◆ **Extract provided**:
---

How Corinne McFadden Herrera has Maintained Wicked‘s Choreography and Staging for 20 Years

October 31, 2023

Unlike lyrics or lines preserved in scores and scripts, a show’s movement is ephemeral, passed from body to body with every new cast. Ensuring that the choreography and staging stays true to the original is crucial to the integrity of a show. Such is the task of Wicked’s associate choreographer Corinne McFadden Herrera, who has been with the production from its inception in 2003.

a female performer headshot
Corinne McFadden Herrera. Courtesy Polk & Co.

McFadden Herrera grew up in northern New Jersey, traveling into New York City to train at Steps on Broadway and Broadway Dance Center. At 17, she booked her first job in the Radio City Christmas Spectacular, then performed with Mia Michaels’ New York City–based dance company. Meeting soon-to-be Wicked choreographer Wayne Cilento in 1999 at an audition for the Broadway production of Aida sparked a long creative partnership. Fast-forward three years and the two were collaborating on what would become the enduringly popular musical.

With a recently mounted production in Sydney, Australia, 2023 marks the 20th anniversary of Wicked’s Broadway debut. Even after all these years, McFadden Herrera says the show is never performed the same way twice.

---

◆ **Listed records**:
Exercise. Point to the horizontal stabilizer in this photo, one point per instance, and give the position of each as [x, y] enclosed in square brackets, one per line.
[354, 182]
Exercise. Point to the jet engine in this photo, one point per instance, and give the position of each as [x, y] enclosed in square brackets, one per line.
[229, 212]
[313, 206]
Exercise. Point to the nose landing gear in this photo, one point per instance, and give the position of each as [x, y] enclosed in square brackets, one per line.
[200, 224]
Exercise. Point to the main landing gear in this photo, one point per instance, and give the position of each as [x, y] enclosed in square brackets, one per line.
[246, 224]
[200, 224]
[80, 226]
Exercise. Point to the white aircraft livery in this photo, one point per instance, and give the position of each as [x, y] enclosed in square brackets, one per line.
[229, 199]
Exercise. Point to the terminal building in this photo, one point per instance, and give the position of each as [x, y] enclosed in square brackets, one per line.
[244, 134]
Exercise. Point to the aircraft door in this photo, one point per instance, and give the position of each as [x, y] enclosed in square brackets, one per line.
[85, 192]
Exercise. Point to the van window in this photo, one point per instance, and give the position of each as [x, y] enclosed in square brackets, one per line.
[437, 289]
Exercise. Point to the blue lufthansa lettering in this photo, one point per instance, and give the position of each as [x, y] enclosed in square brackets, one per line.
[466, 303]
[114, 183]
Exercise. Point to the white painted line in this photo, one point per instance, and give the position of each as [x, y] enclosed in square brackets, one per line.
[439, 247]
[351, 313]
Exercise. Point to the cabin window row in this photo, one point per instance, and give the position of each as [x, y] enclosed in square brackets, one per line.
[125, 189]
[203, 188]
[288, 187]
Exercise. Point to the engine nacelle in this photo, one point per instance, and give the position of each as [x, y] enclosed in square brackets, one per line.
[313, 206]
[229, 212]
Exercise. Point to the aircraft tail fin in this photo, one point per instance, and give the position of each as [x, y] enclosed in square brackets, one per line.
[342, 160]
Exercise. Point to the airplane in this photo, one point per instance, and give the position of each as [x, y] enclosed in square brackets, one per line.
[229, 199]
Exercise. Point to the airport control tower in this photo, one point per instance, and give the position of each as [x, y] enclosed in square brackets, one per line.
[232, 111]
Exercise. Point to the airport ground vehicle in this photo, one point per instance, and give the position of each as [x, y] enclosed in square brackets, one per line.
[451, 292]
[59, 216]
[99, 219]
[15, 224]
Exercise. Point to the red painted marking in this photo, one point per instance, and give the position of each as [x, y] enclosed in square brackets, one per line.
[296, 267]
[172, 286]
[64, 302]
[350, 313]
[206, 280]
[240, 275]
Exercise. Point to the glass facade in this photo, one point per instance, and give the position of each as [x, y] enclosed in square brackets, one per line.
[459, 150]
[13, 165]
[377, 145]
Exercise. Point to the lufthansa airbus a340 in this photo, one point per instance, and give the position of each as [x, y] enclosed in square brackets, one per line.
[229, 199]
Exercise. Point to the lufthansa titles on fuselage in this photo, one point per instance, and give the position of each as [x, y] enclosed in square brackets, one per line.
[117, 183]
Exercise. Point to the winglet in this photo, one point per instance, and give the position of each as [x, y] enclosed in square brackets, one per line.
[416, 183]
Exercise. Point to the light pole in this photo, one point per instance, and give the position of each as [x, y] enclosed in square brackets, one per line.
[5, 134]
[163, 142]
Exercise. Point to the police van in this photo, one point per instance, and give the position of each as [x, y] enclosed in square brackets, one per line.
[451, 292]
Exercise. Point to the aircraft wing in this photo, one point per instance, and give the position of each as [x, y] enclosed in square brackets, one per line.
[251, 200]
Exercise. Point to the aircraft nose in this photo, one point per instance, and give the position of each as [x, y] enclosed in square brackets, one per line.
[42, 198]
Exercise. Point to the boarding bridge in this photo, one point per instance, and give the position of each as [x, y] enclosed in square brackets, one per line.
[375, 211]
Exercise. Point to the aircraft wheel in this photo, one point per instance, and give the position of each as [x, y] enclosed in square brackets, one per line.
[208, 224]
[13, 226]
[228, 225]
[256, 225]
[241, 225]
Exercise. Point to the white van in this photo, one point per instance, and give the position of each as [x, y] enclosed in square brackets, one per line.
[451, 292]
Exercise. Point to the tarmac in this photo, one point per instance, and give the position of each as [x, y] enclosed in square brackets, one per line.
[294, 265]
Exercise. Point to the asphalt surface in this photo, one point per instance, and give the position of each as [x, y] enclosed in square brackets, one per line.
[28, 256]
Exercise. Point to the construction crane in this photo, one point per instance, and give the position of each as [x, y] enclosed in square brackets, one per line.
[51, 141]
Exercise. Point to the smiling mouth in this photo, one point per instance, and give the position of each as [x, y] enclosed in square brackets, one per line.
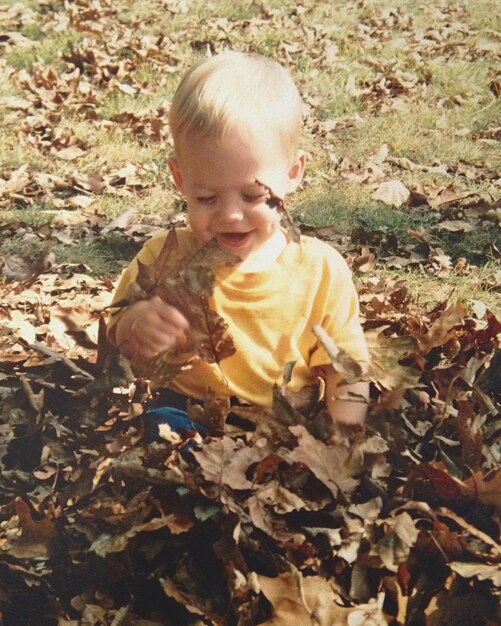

---

◆ **Required actions**:
1/ In the article about Wicked's choreography, at what age did McFadden Herrera book her first job?
2/ Return the part of the article about Wicked's choreography that opens with the words containing "McFadden Herrera grew" and closes with "same way twice.".
3/ Write the next part of the article about Wicked's choreography, picking up right after its final sentence.

◆ **Answers for the exercise**:
1/ At 17.

2/
McFadden Herrera grew up in northern New Jersey, traveling into New York City to train at Steps on Broadway and Broadway Dance Center. At 17, she booked her first job in the Radio City Christmas Spectacular, then performed with Mia Michaels’ New York City–based dance company. Meeting soon-to-be Wicked choreographer Wayne Cilento in 1999 at an audition for the Broadway production of Aida sparked a long creative partnership. Fast-forward three years and the two were collaborating on what would become the enduringly popular musical.

With a recently mounted production in Sydney, Australia, 2023 marks the 20th anniversary of Wicked’s Broadway debut. Even after all these years, McFadden Herrera says the show is never performed the same way twice.

3/
At this point, Wicked is part of my DNA. Wayne and I had worked together in Aida and on a cruise ship show when he asked me to help with the choreography for Wicked. It was very collaborative; movement would come out of me and he would shape it. He’s a master at staging. The show’s initial success was unbelievable.

The show is a living, breathing thing, and it’s never performed the same way twice. That’s the beauty of live theater, but it’s also very difficult to maintain.

There’s a lot of choreography, but it looks deceptively simple and seamless, almost cinematic. Dancers can watch and just mimic what you’re doing physically. To attach meaning to it, so that we’re collectively telling the same story, is something else entirely.

When I teach the show, I don’t teach it in order. The opening is so difficult, it’s all individualized musical staging, and very acting-based, so you have to understand what your subtext is. I generally skip ahead and start with the stuff that moves more, like the Ozdust ballroom section, and then start adding additional layers once the dancers are acclimated to the show’s style.

We’re now two generations down the line, and some of the dancers we’re teaching the show to now weren’t even born when it first went up. Many of the dancers are so physically talented, but they’ve never had to act in this way before, so it’s very gratifying to help them grow in communicating their passion.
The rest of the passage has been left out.